_Problem details:_ Report each line of the records where "green" occurs.

_Data supplied:_
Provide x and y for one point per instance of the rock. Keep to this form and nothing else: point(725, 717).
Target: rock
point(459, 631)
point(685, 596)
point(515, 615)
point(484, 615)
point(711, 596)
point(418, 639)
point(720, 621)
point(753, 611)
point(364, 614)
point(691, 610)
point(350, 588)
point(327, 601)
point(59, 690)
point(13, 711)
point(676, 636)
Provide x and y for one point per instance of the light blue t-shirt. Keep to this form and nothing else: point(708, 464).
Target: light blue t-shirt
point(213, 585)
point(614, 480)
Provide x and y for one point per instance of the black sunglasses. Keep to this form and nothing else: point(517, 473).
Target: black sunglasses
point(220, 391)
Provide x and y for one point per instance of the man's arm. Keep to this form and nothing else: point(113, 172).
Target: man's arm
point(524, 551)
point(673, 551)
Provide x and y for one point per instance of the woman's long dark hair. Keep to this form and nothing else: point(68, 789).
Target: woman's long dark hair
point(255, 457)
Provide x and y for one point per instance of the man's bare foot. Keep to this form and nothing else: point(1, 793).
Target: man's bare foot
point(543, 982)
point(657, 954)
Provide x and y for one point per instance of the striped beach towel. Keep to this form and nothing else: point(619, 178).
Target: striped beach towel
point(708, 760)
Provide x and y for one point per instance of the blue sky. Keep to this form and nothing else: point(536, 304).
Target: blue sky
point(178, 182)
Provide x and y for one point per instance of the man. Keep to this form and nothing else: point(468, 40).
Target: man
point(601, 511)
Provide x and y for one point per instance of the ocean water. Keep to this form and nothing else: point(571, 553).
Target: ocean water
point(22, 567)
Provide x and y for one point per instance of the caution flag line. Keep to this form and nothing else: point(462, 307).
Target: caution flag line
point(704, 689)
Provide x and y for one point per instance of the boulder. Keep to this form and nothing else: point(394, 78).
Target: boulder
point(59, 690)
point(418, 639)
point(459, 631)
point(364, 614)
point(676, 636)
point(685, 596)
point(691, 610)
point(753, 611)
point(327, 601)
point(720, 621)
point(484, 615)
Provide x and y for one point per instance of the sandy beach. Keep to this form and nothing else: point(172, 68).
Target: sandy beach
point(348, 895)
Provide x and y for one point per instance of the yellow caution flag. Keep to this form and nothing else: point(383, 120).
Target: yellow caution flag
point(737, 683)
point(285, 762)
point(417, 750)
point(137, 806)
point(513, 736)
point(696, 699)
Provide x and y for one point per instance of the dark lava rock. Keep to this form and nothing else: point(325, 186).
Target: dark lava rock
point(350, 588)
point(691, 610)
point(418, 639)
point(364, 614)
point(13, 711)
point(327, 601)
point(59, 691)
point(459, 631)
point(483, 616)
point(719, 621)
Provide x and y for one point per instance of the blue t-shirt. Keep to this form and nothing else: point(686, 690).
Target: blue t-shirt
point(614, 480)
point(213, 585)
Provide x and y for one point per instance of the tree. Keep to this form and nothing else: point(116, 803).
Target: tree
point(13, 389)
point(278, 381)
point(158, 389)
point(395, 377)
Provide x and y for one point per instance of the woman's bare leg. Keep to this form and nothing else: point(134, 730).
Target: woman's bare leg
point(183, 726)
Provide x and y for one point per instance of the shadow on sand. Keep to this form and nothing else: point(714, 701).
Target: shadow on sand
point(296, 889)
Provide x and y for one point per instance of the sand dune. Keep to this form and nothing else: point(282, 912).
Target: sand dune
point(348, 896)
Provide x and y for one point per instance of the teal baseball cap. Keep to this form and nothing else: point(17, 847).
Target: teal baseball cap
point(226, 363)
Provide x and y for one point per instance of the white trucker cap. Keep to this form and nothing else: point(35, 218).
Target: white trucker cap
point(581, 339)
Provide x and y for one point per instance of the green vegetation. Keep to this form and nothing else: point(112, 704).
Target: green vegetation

_Answer space:_
Provide x and y for one point per instance of the green vegetation. Keep to this form and nothing else: point(112, 704).
Target: green vegetation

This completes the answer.